In the early 1930s, the Nazi authorities supported Jewish emigration even to the extent that a ticket assuring passage abroad was mighty enough to secure a release from a concentration camp. However, such tickets and the necessary visas were far from easy to obtain. There were quotas. Tiny quotas. Austrian immigration to the United States was limited to about 785 people a year, which was hardly sufficient for the 200,000-strong Jewish population in Austria.

Steuerunbedenklichkeitserklärung

‘First, you have to get what they called a Steuerunbedenklichkeitserklärung, which means that you didn’t owe any taxes to the government, the previous government or this government.’

One of the survivors in the book mentioned this and the word Steuerunbedenklichkeitserklärung really struck me as sort of an evil symbol for the situation. It is long, unnecessarily complicated and no one really understands how or why it needs to exist. Similarly, it seemed as if the path out is clear and perhaps many of us tell ourselves that we’d surely have left if facing such a situation, but it turns out it was far more difficult. Like the word itself, emigration was complicated as piles upon piles of documents needed to be provided to every individual embassy translated into the language of the country one wished to go to and that was not only expensive but oftentimes futile since there were more people trying to leave than the quotas allowed. At the same time, time was running out.

‘The Christian population, I would say the antisemitic population, wanted to better themselves, so they knocked on Jewish people’s doors, threw the occupants out, and moved in. And if the people said, “Where should I go?” “There’s the Danube, go into the Danube.” Meaning, “Kill yourself, go drown yourself, do whatever you want, but you’re not human. We are now the master race, and we want that apartment, or that house, or that residence, whatever it is.”

US Signal Corps. (1930). Panorama of Shanghai Bund. Wikimedia Commons. http://www.fourthmarinesband.com/additional.htm

In Shanghai

Shanghai was the only place left that didn’t require visas for most of the period. You could simply saunter off the boat and make yourself at home. No questions asked. It was a capitalist paradise ruled and dominated by the British, Americans and the French. Interestingly, the Jews fleeing Europe were not the first Jews who found a safe haven in Shanghai. There had been Baghdadi Jewish families who fled Ottoman conscription and refugees from Russia numbering in thousands. The arrivals in the late 30s were quite different though. Most people who managed to secure passage to Shanghai were salesmen, doctors, lawyers and store owners. Hardly trades suited to starting a new life in a completely exotic environment from scratch.

Cabaret, cafes and a bank, ‘Blood Alley’, Shanghai. Photograph by Malcolm Rozholt. Image courtesy of Mei-Fei Elrick, Tess Johnston, and Historical Photographs of China, University of Bristol (https://hpcbristol.net/visual/Ro-n1138)

Yet, they managed to reinvent themselves in their new homes. Some were finally forced to contemplate their own Jewishness and recreated the cultured, secular Ashkenazi Judaism of central Europe.

____

▸ Short problem 1:
In the passage on Jewish emigration, about how many people a year could immigrate from Austria to the United States?
▸ Short problem 2:
Collect every line of the rows that contains the word "stone".
The passage and the rows that follow it are unrelated material.

Object point labels
____

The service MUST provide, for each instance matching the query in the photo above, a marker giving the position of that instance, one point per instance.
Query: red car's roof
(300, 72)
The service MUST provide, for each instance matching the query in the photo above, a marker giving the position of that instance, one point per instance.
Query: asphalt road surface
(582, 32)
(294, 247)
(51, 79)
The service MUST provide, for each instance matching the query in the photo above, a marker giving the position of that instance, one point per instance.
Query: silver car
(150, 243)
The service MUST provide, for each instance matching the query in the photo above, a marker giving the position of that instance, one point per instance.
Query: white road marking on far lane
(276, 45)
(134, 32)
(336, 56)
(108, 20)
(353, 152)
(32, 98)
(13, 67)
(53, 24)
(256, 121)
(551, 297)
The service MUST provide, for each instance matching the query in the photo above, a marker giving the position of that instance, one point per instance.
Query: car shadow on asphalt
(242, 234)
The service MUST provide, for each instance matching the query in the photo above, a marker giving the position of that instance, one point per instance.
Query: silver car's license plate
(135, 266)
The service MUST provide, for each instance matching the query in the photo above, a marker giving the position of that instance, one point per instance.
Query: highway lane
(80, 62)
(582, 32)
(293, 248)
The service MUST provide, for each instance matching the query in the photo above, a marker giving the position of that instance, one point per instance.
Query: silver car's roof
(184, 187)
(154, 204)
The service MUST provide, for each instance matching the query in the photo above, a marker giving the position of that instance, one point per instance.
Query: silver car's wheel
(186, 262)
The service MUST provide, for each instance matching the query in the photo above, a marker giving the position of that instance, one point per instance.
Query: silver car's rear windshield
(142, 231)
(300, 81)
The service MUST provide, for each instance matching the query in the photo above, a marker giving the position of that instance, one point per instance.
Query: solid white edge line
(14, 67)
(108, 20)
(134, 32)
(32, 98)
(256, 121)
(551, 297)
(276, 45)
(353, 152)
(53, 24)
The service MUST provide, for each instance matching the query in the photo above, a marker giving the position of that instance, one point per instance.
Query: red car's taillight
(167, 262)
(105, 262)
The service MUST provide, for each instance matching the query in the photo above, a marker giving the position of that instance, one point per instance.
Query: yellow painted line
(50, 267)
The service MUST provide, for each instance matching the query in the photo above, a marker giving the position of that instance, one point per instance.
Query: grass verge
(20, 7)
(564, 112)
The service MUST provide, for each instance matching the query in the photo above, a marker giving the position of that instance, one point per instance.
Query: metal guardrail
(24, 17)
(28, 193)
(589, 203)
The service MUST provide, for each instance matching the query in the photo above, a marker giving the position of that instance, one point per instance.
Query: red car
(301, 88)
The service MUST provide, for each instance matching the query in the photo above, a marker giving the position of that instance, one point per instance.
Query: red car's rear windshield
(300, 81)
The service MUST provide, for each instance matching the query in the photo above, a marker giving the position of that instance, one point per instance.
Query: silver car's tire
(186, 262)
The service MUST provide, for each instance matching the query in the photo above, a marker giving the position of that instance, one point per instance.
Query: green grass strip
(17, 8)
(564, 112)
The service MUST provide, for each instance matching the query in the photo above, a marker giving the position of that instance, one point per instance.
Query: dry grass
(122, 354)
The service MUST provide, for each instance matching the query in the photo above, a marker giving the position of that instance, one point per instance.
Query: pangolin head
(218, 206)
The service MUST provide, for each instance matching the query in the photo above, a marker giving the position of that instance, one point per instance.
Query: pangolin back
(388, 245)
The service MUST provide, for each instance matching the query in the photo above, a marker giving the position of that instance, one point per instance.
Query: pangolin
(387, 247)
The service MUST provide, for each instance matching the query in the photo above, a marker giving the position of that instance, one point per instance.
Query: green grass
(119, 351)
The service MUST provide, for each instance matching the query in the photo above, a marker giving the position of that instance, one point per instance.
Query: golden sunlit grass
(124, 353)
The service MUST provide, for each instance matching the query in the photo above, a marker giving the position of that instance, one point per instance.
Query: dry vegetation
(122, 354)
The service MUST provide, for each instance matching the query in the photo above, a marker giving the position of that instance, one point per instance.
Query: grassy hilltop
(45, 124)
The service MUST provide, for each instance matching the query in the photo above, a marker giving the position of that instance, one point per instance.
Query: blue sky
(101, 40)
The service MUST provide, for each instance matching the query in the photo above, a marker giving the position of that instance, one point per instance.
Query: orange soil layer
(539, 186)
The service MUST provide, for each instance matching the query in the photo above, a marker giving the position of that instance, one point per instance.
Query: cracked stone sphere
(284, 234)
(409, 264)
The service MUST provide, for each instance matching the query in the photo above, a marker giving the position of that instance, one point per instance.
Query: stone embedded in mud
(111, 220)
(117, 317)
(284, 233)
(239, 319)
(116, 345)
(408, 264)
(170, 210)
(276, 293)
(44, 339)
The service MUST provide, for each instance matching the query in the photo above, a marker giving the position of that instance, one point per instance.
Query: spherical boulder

____

▸ Task answer 1:
About 785 people a year.

▸ Task answer 2:
Query: cracked stone sphere
Query: stone embedded in mud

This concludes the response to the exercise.